:: PAGE EXTRACT ::
┌──
That's awful, GWS. As I descended from the tower, a man was standing in the road telling me to stop - it was the paramedic and you were being loaded in as we walked past. I'm not a fan of that descent - overhanging trees, poor surface, poor sight lines and a narrow road make it pretty risky.


----------



## Ajax Bay (7 Sep 2017)

Thanks @User482 and @Dogtrousers . The road west from Alfred's Tower seemed fine to me as I started down it (and I think I've been down there before) and consider I was in complete control, but until I go back I will not be able to make a decent objective assessment. I would like to know what made my tyre go (I was not braking much) and examination of the tube (idc - bike is now with the friend I was going to have tea with) will probably not shed much evidence on that. Hey ho! After 25,000km I guess statistics caught up with me, but I'd much prefer they didn't/hadn't. At least it was early in the month so if I can heal well, who knows if I can't keep the 100s going by a ride in late October .


----------



## Spartak (7 Sep 2017)

@Ajax Bay 

Glad to hear you're on the mend. 

When I passed you shortly after your 'off' you were still lying in the middle of the road looking the worse for wear !!

Your ride partners were looking after you as was a friendly local, the ambulance passed me at speed approx. 10 minutes later. 

GWS & hope to see you on the Jaegar Bomb next year ???

BTW the guys you were riding with passed me on the climb of Charterhouse ..... they were flying !


----------



## Ajax Bay (4 Oct 2017)
└──
:: DATA TO EXAMINE ::
┌──
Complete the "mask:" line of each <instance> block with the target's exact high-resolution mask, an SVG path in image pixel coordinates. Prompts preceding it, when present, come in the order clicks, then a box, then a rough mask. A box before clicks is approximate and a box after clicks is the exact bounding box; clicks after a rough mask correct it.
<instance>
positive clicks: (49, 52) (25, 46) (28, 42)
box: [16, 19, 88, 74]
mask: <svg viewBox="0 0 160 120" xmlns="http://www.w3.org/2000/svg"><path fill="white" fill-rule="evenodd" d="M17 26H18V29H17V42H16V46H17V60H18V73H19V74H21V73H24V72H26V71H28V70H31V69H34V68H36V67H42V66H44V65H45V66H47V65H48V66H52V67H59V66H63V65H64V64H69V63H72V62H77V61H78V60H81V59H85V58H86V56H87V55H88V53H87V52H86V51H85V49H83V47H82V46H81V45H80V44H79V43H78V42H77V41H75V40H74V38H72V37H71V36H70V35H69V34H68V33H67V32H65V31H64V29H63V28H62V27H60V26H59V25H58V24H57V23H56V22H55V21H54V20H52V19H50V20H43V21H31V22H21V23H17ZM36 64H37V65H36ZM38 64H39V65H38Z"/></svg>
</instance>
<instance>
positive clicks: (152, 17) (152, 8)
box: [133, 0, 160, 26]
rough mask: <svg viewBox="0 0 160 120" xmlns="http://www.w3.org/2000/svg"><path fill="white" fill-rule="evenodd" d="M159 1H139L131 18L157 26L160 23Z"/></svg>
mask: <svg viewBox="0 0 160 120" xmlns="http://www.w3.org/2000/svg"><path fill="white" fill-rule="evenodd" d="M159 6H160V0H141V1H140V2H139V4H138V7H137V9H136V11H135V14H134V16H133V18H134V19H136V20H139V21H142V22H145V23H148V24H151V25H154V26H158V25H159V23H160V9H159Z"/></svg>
└──
:: WORK INSTRUCTION 1 ::
In the forum thread, roughly how long after Spartak passed Ajax Bay did the ambulance go by?
:: WORK INSTRUCTION 2 ::
Repeat the forum thread between "That's awful, GWS." and "Bay (7 Sep 2017)", inclusive.

:: EXPECTED ANSWER 1 ::
About 10 minutes later.

:: EXPECTED ANSWER 2 ::
That's awful, GWS. As I descended from the tower, a man was standing in the road telling me to stop - it was the paramedic and you were being loaded in as we walked past. I'm not a fan of that descent - overhanging trees, poor surface, poor sight lines and a narrow road make it pretty risky.


----------



## Ajax Bay (7 Sep 2017)